*** Opening of Extract to read ***
Nothing was stopping Huculak from applying the same technique to one of his own formulaic letters, striving to produce its inverse. But having a machine “lay the genre bare,” as Huculak put it, somehow gave him the comfort to play around with the material. It also broke him of the terror of the blank page.

Stephanie Kane, who teaches at George Mason University, also told me that ChatGPT upends the difficulty of creating something out of nothing. When she began developing a syllabus for a new class, she asked ChatGPT to generate ideas, “kind of like a rubber duck that talks back.” Kane quickly discovered that ChatGPT can’t be trusted to suggest readings that actually exist, but it could suggest topics or concepts. Kane also asked colleagues on social media, as faculty tend to do, but that burdens her colleagues. “I think ChatGPT was better, honestly. It doesn’t judge, so I could ask any questions I want without being worried of sounding silly or unprepared,” she said.

Huculak and Kane hoped to overcome platitude, but Hank Blumenthal, a film producer who has worked in both industry and academia, looked to ChatGPT to gain more insight into cliché. Having been passed over for academic jobs in his area, Blumenthal wondered if his required position statement on diversity, equity, and inclusion might have been too unusual for their tastes. “My current diversity statement is about all the movies I produced where I hired Black, Asian, female, diverse crew, directors, actors,” he told me. “Still, I think schools want something else.” Given what ChatGPT can do, Blumenthal said, “I was looking to see what might be the expected discourse.”

Blumenthal doesn’t want ChatGPT to take a diversity position on his behalf. Rather, he hopes that it can help him conform to expectations. “I sought the differences between what I had done and the expected versions,” he told me. Likewise, an American University professor I spoke with copped to using AI to generate the formal “assessment criteria” that now must be a part of course and degree proposals, for example. “It did a great job at sounding like the sort of thing someone evaluating a course without knowing anything about the field would want to hear,” the professor said. The generated material was good enough to make it into the actual proposal. (I granted the professor anonymity so that the proposals would not be penalized for incorporating computer-generated text.)
*** Close of Extract to read ***
*** Opening of Data supplied ***
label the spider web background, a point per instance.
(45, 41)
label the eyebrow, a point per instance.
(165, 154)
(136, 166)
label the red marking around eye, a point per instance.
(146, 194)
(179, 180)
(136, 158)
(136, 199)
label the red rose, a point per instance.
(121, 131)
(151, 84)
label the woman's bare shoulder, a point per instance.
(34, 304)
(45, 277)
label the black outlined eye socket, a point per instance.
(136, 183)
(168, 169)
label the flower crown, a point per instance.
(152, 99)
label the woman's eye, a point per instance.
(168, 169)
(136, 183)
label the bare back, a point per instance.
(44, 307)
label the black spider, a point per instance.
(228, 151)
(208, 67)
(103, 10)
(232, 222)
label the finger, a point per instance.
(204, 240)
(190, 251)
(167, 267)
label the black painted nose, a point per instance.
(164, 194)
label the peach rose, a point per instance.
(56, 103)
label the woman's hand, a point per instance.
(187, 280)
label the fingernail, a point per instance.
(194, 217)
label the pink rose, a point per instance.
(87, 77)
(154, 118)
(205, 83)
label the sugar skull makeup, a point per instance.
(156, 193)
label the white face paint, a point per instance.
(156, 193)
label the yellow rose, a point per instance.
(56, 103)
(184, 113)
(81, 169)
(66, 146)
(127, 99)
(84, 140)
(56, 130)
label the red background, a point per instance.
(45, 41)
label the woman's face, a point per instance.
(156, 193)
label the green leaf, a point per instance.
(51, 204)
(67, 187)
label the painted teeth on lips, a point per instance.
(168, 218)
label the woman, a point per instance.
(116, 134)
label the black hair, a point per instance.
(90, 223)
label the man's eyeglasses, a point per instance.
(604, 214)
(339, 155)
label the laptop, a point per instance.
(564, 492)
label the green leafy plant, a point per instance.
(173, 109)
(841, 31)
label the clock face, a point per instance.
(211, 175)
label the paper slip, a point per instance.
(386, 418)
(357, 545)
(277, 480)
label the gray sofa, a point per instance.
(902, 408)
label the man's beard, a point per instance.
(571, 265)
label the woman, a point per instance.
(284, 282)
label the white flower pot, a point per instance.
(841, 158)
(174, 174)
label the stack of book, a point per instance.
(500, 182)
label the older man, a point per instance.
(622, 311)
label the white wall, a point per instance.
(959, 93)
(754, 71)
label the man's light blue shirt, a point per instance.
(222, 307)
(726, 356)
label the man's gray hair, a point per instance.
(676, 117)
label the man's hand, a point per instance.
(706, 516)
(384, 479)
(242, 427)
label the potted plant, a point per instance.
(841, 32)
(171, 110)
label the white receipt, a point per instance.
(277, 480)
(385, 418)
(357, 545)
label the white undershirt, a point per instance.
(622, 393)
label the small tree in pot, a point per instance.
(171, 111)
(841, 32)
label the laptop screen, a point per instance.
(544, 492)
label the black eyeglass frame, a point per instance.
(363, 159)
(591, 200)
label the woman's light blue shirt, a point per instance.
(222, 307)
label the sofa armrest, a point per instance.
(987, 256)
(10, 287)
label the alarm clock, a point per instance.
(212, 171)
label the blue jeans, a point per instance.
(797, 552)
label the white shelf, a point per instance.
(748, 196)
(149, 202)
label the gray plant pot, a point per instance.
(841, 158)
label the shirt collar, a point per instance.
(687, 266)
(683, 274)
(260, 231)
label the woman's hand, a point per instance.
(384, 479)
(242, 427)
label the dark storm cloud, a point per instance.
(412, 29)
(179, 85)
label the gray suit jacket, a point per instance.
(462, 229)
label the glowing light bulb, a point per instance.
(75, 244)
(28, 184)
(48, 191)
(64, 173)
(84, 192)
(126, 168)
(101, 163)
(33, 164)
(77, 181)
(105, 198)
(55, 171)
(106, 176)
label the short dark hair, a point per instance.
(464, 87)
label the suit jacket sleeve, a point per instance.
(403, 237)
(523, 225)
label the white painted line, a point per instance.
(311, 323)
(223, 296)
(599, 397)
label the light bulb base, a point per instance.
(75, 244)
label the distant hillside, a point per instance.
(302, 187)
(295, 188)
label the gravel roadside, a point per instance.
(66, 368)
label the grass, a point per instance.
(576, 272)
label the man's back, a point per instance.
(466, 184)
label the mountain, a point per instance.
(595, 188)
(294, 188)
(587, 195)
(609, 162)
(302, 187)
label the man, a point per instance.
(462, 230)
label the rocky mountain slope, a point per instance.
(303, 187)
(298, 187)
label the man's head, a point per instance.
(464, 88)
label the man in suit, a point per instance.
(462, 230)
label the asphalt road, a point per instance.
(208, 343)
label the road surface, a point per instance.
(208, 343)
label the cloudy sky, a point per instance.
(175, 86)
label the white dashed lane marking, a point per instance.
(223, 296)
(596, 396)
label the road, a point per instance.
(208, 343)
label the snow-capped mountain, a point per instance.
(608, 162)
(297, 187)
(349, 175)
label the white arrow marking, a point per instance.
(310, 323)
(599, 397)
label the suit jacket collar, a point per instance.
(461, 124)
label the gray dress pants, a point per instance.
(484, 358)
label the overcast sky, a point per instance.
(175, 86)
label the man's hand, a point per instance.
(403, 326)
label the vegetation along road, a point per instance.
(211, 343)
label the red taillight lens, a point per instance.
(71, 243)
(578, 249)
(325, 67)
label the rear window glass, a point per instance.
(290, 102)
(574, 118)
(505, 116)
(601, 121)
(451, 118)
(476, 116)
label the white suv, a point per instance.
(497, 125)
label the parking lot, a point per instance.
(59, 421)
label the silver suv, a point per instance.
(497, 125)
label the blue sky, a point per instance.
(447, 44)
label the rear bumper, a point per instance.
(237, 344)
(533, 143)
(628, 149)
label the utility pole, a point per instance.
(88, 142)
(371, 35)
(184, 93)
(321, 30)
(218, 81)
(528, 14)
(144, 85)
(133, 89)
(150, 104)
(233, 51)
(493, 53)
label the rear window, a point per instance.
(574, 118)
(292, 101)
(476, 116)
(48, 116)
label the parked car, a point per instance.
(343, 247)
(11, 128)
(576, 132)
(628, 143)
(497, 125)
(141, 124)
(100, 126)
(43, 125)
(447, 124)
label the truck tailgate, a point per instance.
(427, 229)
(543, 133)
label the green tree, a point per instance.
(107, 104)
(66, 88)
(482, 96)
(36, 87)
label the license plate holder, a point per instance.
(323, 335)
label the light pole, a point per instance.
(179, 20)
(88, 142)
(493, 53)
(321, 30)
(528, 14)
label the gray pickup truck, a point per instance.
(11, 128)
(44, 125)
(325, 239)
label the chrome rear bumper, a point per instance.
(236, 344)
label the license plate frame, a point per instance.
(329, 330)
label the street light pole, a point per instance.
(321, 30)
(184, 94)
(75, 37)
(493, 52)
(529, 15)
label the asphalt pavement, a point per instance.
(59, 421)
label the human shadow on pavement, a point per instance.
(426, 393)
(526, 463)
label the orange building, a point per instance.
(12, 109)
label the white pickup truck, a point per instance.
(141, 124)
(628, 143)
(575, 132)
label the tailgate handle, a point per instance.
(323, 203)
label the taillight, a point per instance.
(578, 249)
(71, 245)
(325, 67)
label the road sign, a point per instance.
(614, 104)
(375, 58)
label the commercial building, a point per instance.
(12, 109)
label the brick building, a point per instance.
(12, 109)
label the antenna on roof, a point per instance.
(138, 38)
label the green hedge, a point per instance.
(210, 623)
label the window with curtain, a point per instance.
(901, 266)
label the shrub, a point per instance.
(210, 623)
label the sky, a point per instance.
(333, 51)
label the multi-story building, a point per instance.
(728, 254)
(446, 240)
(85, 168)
*** Close of Data supplied ***
# Using the information
A – Write out the passage on academics using ChatGPT from "Nothing was stopping" up to and including "the blank page.".
B – Carry the passage on academics using ChatGPT forward from its last sentence.
This material was drawn from a different source than the passage above.

# Expected outputs
A –
Nothing was stopping Huculak from applying the same technique to one of his own formulaic letters, striving to produce its inverse. But having a machine “lay the genre bare,” as Huculak put it, somehow gave him the comfort to play around with the material. It also broke him of the terror of the blank page.

B –
A common lament about large language models holds that, having been trained on piles of existing material, they can’t provide originality. But a professor isn’t often charged with saying something truly new. Much of what we do all day is office work: writing letters, processing forms, compiling reports. AI can tame that labor, or at least offer a feeling of superiority over it.

That may be true for students too. They also feel overwhelmed and overworked: stretched thin by different professors, who each have no idea what the others have demanded; suffocated by tuition costs; confused about their future prospects; and tested by the transition to adulthood. Students come to college first for the college experience, and second to learn and earn credentials. Their faculty may view class assignments as unalloyed goods that would be sullied by a chatbot’s intervention, while students see them as distractions from the work of making sense of who they are. In that respect, AI only helps to clear away annoying obstacles, so we all can move along to doing things that really matter.